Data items
#####
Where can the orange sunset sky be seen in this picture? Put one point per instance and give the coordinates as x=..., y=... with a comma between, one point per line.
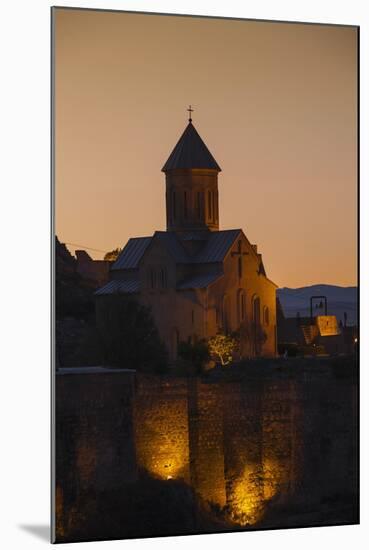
x=275, y=103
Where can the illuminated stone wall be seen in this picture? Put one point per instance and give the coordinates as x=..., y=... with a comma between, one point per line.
x=161, y=427
x=207, y=440
x=249, y=444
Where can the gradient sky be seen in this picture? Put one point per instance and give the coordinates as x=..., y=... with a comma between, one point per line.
x=275, y=103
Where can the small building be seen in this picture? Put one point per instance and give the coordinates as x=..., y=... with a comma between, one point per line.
x=198, y=280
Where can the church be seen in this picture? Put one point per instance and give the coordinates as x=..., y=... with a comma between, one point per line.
x=198, y=280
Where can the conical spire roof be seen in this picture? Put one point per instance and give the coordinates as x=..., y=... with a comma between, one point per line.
x=190, y=152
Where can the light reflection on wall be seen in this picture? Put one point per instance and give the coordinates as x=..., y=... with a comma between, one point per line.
x=161, y=430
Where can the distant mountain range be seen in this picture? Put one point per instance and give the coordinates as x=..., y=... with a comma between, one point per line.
x=340, y=299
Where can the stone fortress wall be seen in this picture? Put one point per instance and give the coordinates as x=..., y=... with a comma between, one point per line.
x=241, y=443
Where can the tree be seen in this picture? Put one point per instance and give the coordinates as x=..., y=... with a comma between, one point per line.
x=112, y=255
x=128, y=335
x=222, y=346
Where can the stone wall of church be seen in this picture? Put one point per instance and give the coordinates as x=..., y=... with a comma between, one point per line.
x=226, y=291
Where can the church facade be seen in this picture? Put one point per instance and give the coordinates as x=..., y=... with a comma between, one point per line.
x=197, y=279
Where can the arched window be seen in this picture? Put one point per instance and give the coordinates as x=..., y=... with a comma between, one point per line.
x=240, y=263
x=210, y=214
x=185, y=208
x=174, y=205
x=163, y=277
x=256, y=325
x=241, y=306
x=198, y=205
x=226, y=314
x=152, y=277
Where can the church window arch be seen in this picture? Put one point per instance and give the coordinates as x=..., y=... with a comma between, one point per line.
x=174, y=205
x=241, y=305
x=198, y=205
x=226, y=314
x=152, y=278
x=163, y=277
x=185, y=205
x=210, y=214
x=240, y=259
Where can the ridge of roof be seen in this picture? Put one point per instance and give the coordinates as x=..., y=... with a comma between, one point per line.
x=190, y=152
x=132, y=253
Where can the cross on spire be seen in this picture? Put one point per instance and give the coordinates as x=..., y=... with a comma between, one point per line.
x=190, y=110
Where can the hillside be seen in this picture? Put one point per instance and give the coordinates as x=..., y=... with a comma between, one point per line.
x=340, y=300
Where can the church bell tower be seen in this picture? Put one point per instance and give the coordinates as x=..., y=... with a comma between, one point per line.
x=191, y=175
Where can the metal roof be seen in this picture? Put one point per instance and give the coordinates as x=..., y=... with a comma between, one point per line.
x=119, y=287
x=217, y=246
x=132, y=253
x=190, y=152
x=199, y=281
x=174, y=245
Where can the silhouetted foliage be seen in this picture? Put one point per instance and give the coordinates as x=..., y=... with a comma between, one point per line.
x=196, y=353
x=73, y=293
x=222, y=346
x=128, y=335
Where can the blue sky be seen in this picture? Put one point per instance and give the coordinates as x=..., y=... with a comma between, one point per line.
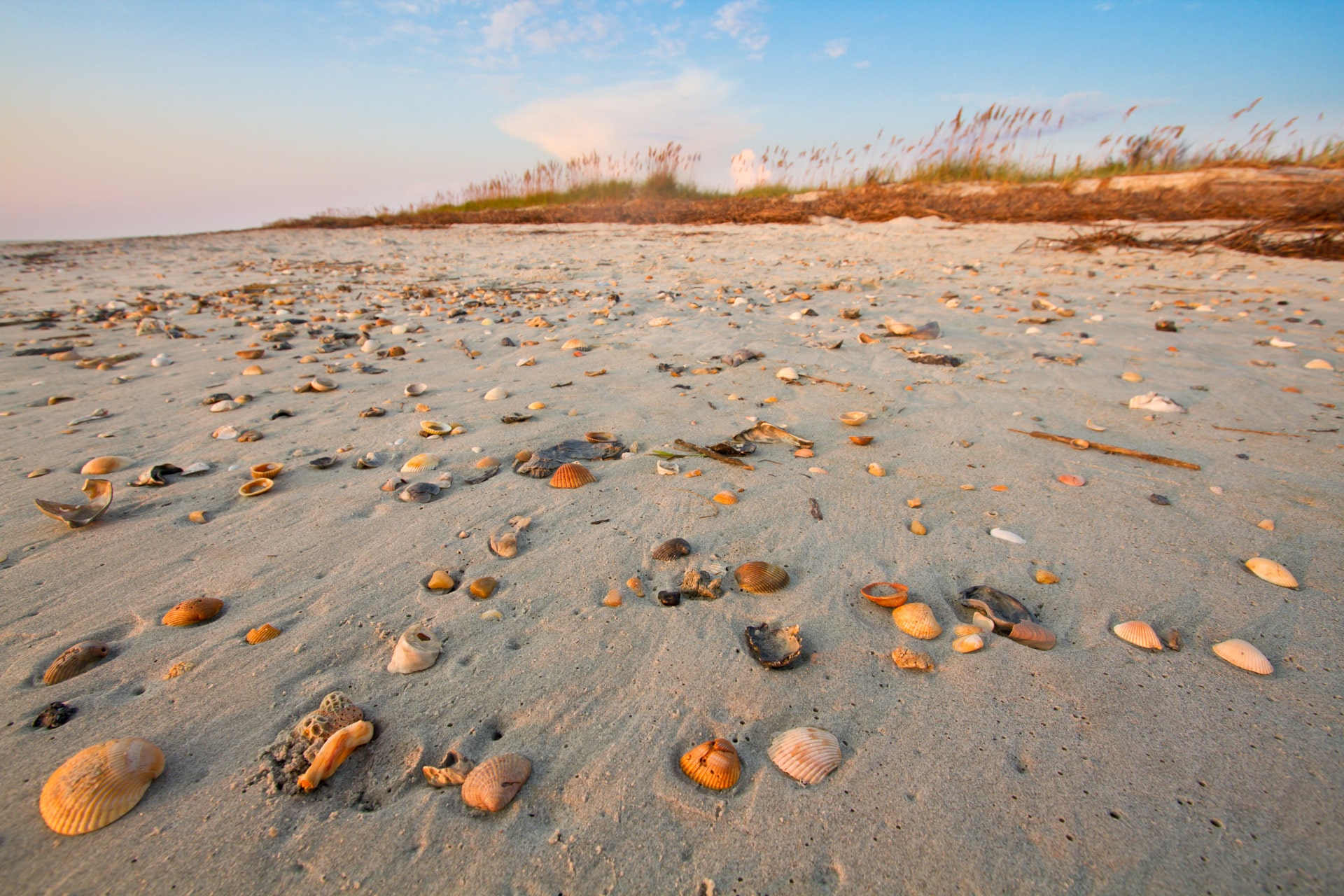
#####
(DIRECTIONS) Could you copy exactly, and with no pictures, the lines above from the one containing "Where can the hillside" through the last line, both included?

(RESPONSE)
Where can the hillside be seen in this picture? Put one point per instance and give the coordinates as x=..., y=... with a comma between, one point per line.
x=340, y=300
Where can the church bell tower be seen in this picture? Put one point per instance and give the coordinates as x=..., y=... with a comma between, one point per line.
x=191, y=175
Where can the metal roof be seen in this picture? Put one point per instance and give the coordinates as x=..., y=... with a comma between, one point per line.
x=119, y=287
x=217, y=246
x=132, y=253
x=190, y=152
x=199, y=281
x=174, y=245
Where can the silhouetted foliage be seen in this picture? Put one point per instance and give the coordinates as x=..., y=... with a comma between, one point per line.
x=196, y=353
x=73, y=293
x=222, y=346
x=128, y=335
Where can the blue sky be seen in this picture? Put one point per instance and give the coordinates as x=..., y=... with a comma between, one point per line.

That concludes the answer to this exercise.